▶ **Challenge A**
In the press release, condense the paragraph beginning "The investigation concerns whether the Intrawest board" into a short bulleted list that keeps its main facts.
▶ **Challenge B**
According to the press release, how much cash will Xcerra shareholders receive for each share under the merger agreement with Unic?

---- Source document

SAN DIEGO, April 10, 2017 /PRNewswire/ --Shareholder Rights Law Firm Johnson & Weaver, LLP is investigating potential claims against Intrawest Resorts, Xcerra and Swift Transportation, as detailed below:

Intrawest Resorts Holdings, Inc.

Shareholder rights law firm Johnson & Weaver, LLP has launched an investigation into whether the board members of Intrawest Resorts Holdings, Inc. (SNOW) breached their fiduciary duties in connection with the proposed sale of the Company to Aspen Skiing Company, L.L.C. and KSL Capital Partners, LLC.

On April 10, 2017, Intrawest announced it had signed a definitive merger agreement with Aspen and KSL. Under the terms of the merger agreement, Intrawest stockholders will receive $23.75 in cash for each share of Intrawest common stock.

The investigation concerns whether the Intrawest board failed to satisfy their duties to the Company shareholders, including whether the board adequately pursued alternatives to the acquisition and whether the board obtained the best price possible for Intrawest shares of common stock. Nationally recognized Johnson & Weaver is investigating whether the proposed deal price represents adequate consideration, especially given one Wall Street analyst has a $27.00 price target on the stock.

If you are a shareholder of Intrawest and believe the proposed buyout price is too low and you're interested in learning more about the investigation or your legal rights and remedies, please contact Jim Baker (jimb@johnsonandweaver.com) at 619-814-4471.

Xcerra Corporation

Shareholder rights law firm Johnson & Weaver, LLP (J&W) launched an investigation into whether the board members of Xcerra Corporation (XCRA) breached their fiduciary duties in connection with the proposed sale of the Company to Unic Capital Management Co., Ltd.

On April 10, 2017, Xcerra announced it had signed a definitive merger agreement with Unic. Terms of the deal call for Xcerra shareholders to receive $10.25 per share in cash for each share of common stock held.

The investigation concerns whether the Xcerra board failed to satisfy their duties to the Company shareholders, including whether the board adequately pursued alternatives to the acquisition and whether the board obtained the best price possible for Xcerra shares of common stock. Nationally recognized Johnson & Weaver is investigating whether the proposed deal price represents adequate consideration. Given the Company's outlook for future revenue and earnings growth, and it's strong balance sheet, nationally recognized Johnson & Weaver is investigating whether the proposed deal price represents adequate consideration; moreover, one Wall Street analyst has a $12.00 price target. 

If you are a shareholder of Xcerra and believe the proposed buyout price is too low and you're interested in learning more about the investigation or your legal rights and remedies, please contact lead analyst Jim Baker (jimb@johnsonandweaver.com) at 619-814-4471.

Swift Transportation Company

Shareholder rights law firm Johnson & Weaver, LLP (J&W) launched an investigation into whether the board members of Swift Transportation Company (SWFT) breached their fiduciary duties in connection with the proposed sale of the Company to Knight Transportation, Inc. (KNX).

--------
---- Records

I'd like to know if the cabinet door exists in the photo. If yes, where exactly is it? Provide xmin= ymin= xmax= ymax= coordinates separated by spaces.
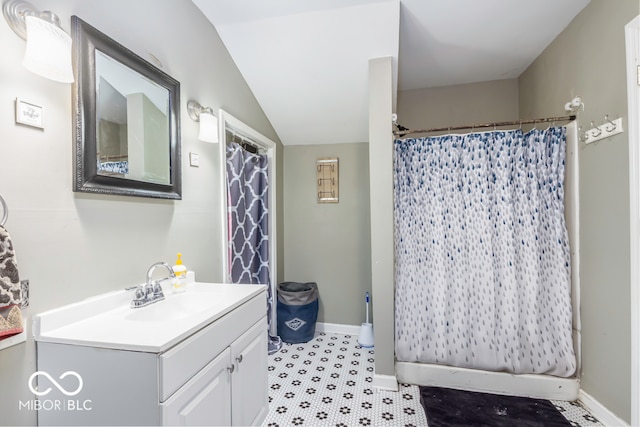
xmin=162 ymin=348 xmax=233 ymax=426
xmin=231 ymin=316 xmax=269 ymax=426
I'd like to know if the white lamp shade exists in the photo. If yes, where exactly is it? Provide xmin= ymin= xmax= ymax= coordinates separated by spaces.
xmin=22 ymin=16 xmax=73 ymax=83
xmin=198 ymin=111 xmax=218 ymax=143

--------

▶ **Written reply A**
- Johnson & Weaver is investigating whether the Intrawest board failed its duties to shareholders.
- It is examining whether the board adequately pursued alternatives to the acquisition and obtained the best possible price for Intrawest common stock.
- It is also assessing whether the proposed deal price is adequate consideration, given that one Wall Street analyst has a $27.00 price target on the stock.

▶ **Written reply B**
$10.25 per share in cash.